§ THE TASK: Can you copy the data word for word, starting at its very first line and stopping after the line that contains "[[247, 56]]"?

§ RECORD EXTRACTS:
____
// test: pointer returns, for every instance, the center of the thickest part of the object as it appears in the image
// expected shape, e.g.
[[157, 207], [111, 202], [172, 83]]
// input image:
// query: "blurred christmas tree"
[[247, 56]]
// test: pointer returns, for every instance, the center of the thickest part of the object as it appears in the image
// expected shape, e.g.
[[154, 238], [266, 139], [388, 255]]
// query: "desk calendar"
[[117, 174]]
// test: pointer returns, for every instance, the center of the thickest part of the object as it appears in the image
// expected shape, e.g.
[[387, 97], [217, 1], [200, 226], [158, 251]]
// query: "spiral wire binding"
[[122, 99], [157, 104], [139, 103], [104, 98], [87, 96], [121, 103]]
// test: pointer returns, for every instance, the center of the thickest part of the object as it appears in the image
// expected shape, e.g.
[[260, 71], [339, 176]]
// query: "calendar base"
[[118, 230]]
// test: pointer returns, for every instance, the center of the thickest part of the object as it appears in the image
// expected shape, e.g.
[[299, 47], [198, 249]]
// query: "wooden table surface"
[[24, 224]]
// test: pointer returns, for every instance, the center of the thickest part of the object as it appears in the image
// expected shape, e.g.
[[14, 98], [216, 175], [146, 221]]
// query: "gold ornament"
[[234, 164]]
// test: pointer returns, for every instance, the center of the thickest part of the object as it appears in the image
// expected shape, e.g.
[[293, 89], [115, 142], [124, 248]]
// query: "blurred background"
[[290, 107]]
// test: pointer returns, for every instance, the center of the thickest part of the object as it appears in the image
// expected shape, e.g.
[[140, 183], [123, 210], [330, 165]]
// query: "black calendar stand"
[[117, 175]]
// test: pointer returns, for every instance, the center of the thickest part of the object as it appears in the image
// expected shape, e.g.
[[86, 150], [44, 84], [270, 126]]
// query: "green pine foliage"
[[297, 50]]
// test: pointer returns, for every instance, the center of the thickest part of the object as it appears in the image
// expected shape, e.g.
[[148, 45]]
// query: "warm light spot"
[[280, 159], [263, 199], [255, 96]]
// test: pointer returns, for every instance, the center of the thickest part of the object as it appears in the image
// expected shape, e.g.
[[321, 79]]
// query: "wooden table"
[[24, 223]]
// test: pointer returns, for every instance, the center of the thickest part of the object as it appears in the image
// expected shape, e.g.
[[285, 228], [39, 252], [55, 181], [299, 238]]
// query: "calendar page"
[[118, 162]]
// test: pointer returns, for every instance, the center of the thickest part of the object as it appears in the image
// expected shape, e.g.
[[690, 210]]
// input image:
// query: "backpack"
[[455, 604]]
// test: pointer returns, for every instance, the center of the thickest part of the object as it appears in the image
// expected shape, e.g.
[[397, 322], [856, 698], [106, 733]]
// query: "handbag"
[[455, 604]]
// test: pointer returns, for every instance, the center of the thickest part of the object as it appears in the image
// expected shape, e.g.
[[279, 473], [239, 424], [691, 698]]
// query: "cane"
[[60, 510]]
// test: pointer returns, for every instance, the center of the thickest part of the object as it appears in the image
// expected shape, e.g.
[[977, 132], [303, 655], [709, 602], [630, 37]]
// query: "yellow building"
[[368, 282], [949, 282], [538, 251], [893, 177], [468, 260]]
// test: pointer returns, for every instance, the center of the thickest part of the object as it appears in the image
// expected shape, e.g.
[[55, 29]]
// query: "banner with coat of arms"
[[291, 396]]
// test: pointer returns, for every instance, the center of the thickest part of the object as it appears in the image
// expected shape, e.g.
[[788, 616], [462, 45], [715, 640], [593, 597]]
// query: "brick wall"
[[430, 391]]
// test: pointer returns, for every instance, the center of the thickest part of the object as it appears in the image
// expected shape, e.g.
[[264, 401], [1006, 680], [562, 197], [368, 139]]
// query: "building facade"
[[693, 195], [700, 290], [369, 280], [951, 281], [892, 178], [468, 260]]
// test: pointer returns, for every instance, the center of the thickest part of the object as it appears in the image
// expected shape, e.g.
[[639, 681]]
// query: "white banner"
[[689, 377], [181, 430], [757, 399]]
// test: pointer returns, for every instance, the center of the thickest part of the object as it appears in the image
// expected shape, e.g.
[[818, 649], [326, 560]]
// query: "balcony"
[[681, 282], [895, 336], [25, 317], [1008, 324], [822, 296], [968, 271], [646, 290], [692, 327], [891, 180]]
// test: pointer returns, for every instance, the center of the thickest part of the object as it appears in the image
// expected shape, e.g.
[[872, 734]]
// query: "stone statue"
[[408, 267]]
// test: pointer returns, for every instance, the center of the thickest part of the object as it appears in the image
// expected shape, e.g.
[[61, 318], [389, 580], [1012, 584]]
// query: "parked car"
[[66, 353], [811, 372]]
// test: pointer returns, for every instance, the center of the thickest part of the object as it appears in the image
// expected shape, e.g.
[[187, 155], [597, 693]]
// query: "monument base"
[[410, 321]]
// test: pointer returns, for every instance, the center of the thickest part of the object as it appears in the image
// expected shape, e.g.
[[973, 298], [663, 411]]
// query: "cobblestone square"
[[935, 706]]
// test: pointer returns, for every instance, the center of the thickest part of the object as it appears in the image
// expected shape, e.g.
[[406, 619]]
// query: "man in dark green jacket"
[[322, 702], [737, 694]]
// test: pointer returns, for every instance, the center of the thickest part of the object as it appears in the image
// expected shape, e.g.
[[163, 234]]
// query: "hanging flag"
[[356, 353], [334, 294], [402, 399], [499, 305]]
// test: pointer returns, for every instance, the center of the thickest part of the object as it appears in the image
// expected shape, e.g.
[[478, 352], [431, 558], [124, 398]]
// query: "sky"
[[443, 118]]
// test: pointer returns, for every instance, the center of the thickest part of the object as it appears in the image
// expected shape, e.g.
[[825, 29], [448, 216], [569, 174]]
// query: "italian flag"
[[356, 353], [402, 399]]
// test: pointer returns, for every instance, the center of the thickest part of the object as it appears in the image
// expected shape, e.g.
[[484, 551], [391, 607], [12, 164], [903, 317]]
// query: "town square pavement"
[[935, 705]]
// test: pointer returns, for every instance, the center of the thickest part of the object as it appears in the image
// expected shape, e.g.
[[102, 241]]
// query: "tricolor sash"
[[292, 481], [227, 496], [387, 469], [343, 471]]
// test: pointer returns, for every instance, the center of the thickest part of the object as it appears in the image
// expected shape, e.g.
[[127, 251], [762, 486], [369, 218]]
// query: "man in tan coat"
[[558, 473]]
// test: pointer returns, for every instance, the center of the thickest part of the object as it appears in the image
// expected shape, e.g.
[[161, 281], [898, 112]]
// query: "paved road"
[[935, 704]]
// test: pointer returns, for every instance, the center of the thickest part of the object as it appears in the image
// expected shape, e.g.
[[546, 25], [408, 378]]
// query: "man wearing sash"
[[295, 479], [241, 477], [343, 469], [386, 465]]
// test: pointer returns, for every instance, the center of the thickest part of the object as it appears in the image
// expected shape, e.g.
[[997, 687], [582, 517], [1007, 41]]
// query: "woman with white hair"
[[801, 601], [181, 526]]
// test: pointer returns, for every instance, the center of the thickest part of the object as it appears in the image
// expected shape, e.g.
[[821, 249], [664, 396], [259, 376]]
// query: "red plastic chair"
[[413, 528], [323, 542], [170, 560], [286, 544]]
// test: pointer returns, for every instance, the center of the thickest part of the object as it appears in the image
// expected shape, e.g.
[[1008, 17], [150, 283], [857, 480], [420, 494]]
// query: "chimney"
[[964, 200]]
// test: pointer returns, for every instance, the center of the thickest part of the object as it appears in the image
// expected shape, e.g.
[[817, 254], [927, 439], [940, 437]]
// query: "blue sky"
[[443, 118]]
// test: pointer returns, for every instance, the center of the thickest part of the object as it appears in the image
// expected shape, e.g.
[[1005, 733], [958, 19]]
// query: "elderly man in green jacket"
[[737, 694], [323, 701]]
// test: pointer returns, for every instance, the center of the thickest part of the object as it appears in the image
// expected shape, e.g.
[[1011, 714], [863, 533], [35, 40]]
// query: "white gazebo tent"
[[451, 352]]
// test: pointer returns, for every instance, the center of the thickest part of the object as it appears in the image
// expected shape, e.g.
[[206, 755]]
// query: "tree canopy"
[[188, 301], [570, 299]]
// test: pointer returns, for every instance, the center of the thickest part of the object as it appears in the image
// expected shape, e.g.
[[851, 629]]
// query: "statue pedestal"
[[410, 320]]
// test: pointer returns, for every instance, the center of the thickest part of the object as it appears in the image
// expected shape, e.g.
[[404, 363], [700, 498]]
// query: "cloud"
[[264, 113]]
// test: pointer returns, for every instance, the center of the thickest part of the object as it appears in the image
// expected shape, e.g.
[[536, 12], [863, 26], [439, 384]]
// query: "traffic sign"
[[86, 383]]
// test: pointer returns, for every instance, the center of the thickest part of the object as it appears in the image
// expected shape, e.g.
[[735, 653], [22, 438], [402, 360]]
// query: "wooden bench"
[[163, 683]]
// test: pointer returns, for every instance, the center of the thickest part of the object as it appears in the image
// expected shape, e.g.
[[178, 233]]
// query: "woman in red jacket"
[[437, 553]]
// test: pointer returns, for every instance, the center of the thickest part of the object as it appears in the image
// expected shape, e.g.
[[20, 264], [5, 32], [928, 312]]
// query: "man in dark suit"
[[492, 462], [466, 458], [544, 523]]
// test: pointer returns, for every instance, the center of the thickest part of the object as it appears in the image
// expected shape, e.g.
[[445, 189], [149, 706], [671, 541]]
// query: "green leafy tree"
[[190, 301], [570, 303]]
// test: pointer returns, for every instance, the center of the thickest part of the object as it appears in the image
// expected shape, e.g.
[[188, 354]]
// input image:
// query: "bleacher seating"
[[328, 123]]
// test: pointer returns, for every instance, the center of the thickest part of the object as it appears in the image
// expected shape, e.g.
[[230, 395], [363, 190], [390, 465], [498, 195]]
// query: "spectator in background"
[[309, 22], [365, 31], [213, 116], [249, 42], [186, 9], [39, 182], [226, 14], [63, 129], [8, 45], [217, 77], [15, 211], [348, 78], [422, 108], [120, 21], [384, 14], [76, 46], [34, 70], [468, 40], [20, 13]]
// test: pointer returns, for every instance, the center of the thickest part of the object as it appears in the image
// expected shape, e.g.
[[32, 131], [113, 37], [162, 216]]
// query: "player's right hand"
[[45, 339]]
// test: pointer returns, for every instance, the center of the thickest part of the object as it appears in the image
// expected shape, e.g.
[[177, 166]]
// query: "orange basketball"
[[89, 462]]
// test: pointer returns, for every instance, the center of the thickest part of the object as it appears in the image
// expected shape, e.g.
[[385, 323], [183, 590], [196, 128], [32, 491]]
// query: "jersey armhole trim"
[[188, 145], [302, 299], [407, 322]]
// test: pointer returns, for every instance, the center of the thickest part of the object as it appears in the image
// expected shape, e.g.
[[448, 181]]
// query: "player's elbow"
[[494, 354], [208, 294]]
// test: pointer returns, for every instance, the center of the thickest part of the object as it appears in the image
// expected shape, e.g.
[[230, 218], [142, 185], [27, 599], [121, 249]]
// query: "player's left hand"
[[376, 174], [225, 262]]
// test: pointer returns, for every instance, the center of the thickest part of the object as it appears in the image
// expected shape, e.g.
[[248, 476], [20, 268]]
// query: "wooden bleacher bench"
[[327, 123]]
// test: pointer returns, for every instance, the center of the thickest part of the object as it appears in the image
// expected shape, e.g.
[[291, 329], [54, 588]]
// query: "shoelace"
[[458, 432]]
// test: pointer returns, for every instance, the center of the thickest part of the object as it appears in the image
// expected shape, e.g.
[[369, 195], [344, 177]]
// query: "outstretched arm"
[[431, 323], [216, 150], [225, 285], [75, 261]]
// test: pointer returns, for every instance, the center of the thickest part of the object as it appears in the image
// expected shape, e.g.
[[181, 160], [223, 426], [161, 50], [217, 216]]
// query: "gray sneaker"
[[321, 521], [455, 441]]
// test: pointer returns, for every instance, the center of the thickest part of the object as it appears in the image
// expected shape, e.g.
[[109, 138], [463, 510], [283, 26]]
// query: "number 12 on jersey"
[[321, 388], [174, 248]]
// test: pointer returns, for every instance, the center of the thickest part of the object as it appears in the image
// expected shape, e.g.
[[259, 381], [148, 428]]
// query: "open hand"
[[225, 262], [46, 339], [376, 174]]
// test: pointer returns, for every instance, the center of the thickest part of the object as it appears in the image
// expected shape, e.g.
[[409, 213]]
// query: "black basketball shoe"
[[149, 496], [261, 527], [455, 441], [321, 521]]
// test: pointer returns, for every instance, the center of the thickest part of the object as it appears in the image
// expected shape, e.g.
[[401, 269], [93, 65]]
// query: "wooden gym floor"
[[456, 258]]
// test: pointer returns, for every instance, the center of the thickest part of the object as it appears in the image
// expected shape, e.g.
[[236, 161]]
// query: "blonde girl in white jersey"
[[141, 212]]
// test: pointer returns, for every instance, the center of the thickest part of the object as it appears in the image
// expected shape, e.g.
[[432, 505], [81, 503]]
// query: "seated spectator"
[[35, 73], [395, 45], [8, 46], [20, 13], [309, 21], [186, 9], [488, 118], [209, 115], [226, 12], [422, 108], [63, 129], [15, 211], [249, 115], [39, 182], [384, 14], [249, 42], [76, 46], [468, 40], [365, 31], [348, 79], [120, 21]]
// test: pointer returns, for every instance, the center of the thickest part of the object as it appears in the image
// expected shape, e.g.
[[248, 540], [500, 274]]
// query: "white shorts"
____
§ TASK SOLUTION:
// test: pointer returns, for every instance, the center of the thickest part of the object as it appears in the image
// expected shape, e.g.
[[157, 207], [111, 202], [172, 83]]
// input image:
// query: "blurred christmas tree"
[[247, 56]]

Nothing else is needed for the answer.